_Stated goal 1_:
List the three titles that the Junction Boys page compares the book's images to.
_Stated goal 2_:
Reproduce the passage of the Junction Boys page starting at "Jim Dent, a" and ending at "of the legend.".

_Page text_:
(begin)

Jim Dent, a longtime award-winning journalist who covered the Dallas Cowboys for eleven years in Fort Worth and Dallas, including a stint at the Fort Worth Star-Telegram, has written six books, including The Junction Boys, the New York Times bestseller that was the basis for an ESPN movie and remains a fan favorite. Dent lives in Texas.

Book Synopsis

The legendary Paul "Bear" Bryant is recognized nationwide as one of the greatest coaches ever. So why did he always cite his 1-9 A&M team of 1954 as his favorite? This is the story of a remarkable team – and the beginning of the legend.

The Junction Boys tells the story of Coach Paul "Bear" Bryant's legendary training camp in the small town of Junction, Texas. In a move that many consider the salvation of the Texas A&M football program, Coach Bryant put 115 players through the most grueling practices ever imagined. Only a handful of players survived the entire 10 days, but they braved the intense heat of the Texas sun and the burning passion of their coach, and turned a floundering team into one of the nation's best. The Junction Boys is more than just a story of tough practices without water breaks. An extraordinary fellowship was forged from the mind-numbing pain. The thirty-five survivors bonded together like no other team in America. They profited from the Junction experience; the knowledge they took back with them to College Station, about themselves and what they were capable of, would be used for the rest of their lives.

In vivid and powerful images reminiscent of Friday Night Lights, Hoosiers, and The Last Picture Show, these young men and their driven coach come to life. The Junction Boys contains all the hallmarks of a classic sports story, and it combines America's love of college football with an extraordinary story of perseverance and triumph.

(end)

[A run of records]
(begin)

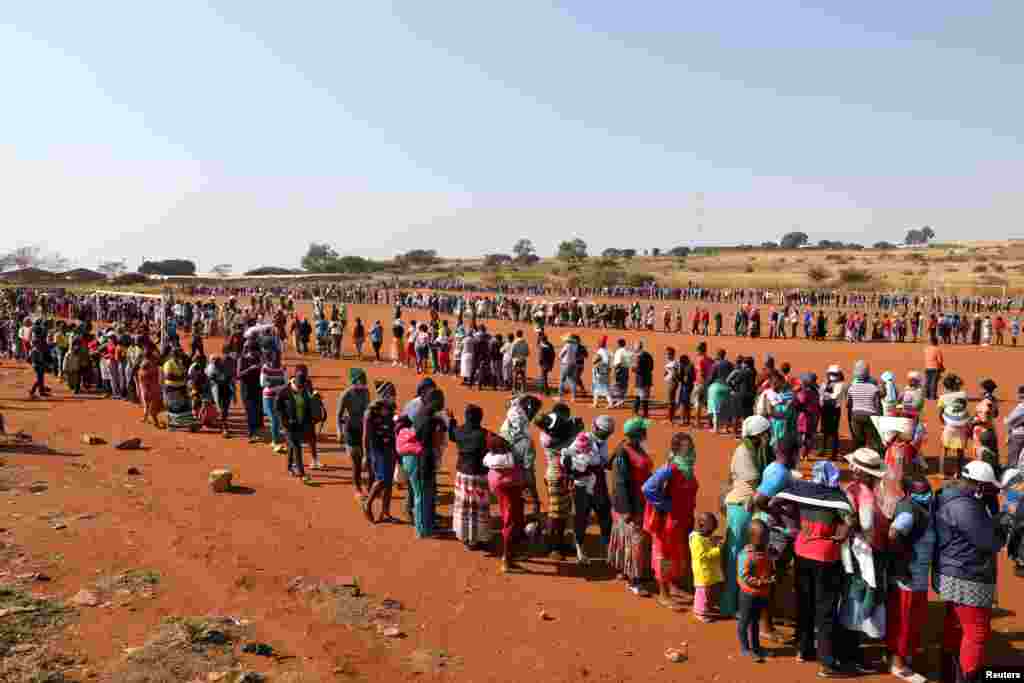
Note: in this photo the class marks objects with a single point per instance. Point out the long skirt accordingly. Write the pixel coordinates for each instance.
(559, 498)
(671, 555)
(179, 409)
(511, 504)
(148, 391)
(629, 550)
(907, 610)
(737, 526)
(421, 492)
(471, 513)
(622, 383)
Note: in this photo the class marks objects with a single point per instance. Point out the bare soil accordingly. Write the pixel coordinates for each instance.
(164, 552)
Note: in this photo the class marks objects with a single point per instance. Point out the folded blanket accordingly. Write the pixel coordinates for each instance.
(815, 495)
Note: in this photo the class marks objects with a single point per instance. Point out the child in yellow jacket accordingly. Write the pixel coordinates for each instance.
(706, 552)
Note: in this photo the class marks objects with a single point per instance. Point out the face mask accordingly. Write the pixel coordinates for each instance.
(921, 499)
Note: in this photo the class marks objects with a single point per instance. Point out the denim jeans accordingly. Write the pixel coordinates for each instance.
(253, 414)
(295, 452)
(931, 384)
(749, 622)
(274, 419)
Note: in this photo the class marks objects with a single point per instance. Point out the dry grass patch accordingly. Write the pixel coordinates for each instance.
(28, 629)
(184, 649)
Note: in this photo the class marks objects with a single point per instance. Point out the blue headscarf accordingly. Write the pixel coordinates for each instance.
(825, 473)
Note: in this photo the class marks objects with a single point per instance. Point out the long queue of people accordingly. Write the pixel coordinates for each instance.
(861, 558)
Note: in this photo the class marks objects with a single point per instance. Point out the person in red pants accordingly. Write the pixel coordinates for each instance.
(968, 540)
(911, 541)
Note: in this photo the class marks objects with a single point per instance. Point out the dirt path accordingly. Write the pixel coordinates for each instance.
(237, 554)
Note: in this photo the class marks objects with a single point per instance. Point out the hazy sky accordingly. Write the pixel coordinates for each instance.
(185, 129)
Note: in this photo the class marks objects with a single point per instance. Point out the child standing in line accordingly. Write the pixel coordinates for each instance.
(755, 574)
(708, 577)
(718, 401)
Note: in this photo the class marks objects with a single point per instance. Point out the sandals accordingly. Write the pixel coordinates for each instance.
(368, 513)
(669, 604)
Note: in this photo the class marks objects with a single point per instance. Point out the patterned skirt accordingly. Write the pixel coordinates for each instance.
(954, 437)
(629, 550)
(559, 496)
(471, 513)
(179, 409)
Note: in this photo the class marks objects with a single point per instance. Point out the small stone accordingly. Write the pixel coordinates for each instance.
(220, 480)
(86, 598)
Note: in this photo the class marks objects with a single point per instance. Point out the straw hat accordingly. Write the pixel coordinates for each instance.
(888, 425)
(866, 461)
(980, 471)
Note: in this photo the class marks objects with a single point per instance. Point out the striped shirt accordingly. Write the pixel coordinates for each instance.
(272, 379)
(864, 397)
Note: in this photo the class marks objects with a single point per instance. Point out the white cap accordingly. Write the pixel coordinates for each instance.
(980, 471)
(755, 425)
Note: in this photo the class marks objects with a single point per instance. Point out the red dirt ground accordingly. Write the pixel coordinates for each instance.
(236, 554)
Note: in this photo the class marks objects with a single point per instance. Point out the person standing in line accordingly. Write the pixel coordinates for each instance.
(293, 404)
(644, 380)
(621, 365)
(934, 367)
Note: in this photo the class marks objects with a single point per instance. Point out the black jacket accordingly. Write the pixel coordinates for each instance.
(968, 538)
(285, 404)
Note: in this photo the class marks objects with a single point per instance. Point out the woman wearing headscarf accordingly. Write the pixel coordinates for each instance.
(749, 462)
(558, 429)
(629, 550)
(955, 421)
(179, 410)
(911, 540)
(471, 511)
(352, 406)
(833, 397)
(671, 494)
(968, 543)
(862, 604)
(222, 384)
(148, 388)
(824, 522)
(808, 404)
(508, 476)
(379, 444)
(425, 427)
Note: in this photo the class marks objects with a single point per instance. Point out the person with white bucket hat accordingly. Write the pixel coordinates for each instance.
(968, 543)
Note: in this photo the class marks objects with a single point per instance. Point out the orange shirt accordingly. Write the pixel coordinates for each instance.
(933, 358)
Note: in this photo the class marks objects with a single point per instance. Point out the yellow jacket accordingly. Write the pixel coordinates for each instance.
(707, 559)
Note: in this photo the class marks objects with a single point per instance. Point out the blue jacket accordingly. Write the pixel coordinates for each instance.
(968, 538)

(end)

_Final answer 1_:
Friday Night Lights
Hoosiers
The Last Picture Show

_Final answer 2_:
Jim Dent, a longtime award-winning journalist who covered the Dallas Cowboys for eleven years in Fort Worth and Dallas, including a stint at the Fort Worth Star-Telegram, has written six books, including The Junction Boys, the New York Times bestseller that was the basis for an ESPN movie and remains a fan favorite. Dent lives in Texas.

Book Synopsis

The legendary Paul "Bear" Bryant is recognized nationwide as one of the greatest coaches ever. So why did he always cite his 1-9 A&M team of 1954 as his favorite? This is the story of a remarkable team – and the beginning of the legend.